— begin Input for this task —
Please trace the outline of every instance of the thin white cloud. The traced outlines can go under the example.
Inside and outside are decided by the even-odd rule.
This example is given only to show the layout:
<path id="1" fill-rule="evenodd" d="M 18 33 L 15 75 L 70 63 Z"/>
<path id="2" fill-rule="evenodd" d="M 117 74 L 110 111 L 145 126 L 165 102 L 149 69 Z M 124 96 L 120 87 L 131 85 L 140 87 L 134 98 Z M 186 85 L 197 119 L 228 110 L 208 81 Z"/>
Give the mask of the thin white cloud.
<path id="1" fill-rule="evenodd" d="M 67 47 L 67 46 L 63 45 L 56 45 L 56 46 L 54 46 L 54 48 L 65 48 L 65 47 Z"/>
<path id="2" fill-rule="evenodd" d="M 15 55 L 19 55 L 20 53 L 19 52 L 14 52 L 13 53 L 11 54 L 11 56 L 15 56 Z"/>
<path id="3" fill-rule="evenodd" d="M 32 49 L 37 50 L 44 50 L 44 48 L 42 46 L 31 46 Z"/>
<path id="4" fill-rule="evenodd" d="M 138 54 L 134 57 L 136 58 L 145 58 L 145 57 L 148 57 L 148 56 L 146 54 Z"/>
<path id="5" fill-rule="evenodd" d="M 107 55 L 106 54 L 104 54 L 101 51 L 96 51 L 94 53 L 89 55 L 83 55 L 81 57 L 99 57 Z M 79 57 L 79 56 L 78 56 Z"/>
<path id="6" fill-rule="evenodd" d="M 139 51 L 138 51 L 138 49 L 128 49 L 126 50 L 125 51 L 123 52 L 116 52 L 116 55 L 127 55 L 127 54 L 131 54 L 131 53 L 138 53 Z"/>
— end Input for this task —
What you have to do:
Count the lines in the items above that contain the word "cloud", and reply with the number alone.

Response:
2